_Problem_
Reproduce verbatim the stretch of entries from the line containing "Can you find the nut" through the end of the entries.

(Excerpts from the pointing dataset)
-- -- --

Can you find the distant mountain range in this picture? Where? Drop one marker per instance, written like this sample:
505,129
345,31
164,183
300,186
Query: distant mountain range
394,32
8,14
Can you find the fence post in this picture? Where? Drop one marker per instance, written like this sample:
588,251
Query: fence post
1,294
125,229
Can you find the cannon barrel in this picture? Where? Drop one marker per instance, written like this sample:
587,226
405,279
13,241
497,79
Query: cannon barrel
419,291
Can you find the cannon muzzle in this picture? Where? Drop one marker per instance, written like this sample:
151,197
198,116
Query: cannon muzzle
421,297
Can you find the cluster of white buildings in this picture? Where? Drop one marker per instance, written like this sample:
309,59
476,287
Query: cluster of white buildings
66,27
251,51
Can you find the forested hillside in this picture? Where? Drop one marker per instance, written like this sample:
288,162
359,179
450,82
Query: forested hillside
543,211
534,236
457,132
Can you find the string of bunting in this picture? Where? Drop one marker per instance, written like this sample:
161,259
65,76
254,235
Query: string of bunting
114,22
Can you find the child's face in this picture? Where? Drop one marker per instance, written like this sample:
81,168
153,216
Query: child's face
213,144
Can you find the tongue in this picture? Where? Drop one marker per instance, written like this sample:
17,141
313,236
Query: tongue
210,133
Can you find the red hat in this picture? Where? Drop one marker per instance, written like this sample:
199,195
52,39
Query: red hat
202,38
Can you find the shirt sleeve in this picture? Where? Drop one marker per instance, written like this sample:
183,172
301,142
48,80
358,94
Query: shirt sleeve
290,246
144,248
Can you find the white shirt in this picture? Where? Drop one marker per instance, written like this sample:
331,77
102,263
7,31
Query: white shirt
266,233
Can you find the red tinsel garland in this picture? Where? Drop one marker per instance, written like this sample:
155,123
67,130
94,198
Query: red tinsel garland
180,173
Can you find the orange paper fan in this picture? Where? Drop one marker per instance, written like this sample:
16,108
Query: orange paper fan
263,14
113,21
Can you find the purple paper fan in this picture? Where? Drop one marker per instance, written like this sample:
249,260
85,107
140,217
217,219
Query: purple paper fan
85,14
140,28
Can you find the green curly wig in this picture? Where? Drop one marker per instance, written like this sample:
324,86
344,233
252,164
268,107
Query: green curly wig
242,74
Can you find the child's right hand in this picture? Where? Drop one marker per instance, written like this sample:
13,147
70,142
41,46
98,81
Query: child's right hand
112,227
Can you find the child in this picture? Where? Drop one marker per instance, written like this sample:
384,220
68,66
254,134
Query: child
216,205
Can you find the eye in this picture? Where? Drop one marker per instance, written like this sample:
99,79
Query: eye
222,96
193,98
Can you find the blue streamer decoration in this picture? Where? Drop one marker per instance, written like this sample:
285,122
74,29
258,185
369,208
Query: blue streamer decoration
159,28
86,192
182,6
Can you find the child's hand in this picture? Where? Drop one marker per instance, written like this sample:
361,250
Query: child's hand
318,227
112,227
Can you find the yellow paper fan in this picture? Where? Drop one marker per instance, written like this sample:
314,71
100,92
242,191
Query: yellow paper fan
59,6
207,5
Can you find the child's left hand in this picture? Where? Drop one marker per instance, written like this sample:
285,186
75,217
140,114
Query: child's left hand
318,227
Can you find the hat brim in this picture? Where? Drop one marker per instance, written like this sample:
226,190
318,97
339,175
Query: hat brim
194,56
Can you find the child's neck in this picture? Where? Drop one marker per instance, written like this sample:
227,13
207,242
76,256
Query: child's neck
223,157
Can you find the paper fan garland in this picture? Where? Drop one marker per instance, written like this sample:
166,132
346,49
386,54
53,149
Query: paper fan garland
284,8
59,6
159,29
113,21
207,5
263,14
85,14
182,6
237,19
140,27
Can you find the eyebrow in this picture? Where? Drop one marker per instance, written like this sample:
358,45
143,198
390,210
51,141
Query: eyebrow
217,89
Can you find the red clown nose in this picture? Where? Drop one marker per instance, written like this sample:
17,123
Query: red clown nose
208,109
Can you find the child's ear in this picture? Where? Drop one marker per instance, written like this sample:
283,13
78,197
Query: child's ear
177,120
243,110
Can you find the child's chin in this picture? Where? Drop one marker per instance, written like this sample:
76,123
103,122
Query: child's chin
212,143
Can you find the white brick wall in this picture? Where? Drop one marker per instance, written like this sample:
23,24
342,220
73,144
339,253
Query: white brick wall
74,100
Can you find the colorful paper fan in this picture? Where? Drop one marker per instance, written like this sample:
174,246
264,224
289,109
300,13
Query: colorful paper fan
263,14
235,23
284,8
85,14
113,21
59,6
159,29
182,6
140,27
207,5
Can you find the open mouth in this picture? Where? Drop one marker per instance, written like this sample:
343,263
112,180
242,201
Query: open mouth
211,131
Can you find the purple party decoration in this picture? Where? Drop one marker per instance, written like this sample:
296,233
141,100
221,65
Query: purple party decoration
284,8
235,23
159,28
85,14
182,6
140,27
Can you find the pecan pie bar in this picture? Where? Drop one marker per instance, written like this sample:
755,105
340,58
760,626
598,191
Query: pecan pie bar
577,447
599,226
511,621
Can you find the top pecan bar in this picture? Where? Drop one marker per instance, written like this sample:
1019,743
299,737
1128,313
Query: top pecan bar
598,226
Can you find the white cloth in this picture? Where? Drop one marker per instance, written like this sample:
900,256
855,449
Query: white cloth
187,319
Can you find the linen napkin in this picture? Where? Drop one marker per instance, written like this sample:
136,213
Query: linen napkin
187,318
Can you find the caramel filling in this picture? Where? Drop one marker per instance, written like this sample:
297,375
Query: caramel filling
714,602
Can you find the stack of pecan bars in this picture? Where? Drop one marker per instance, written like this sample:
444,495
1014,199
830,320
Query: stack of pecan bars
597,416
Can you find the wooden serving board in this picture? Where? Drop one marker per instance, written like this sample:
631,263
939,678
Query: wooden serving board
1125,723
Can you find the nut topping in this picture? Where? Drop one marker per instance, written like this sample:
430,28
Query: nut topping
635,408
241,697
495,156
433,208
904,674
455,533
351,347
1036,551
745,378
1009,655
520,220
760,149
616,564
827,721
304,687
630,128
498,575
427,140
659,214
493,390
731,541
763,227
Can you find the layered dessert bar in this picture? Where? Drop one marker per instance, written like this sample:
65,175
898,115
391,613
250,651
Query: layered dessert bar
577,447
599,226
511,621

-- -- --

_Exercise output_
Can you find the nut topping in this picture? Where? Drop one marker per instance, written like this sample:
430,28
Query: nut topping
635,408
241,697
495,156
433,208
904,674
455,533
351,347
1036,551
745,378
1009,655
520,220
760,149
616,564
827,721
304,687
630,128
498,575
427,140
659,214
493,390
731,541
763,227
Can you find the layered dessert bar in this picture? Where? Drop one marker per instance, written like this sample:
65,175
898,115
391,613
250,651
Query: layered dessert bar
577,447
599,226
511,621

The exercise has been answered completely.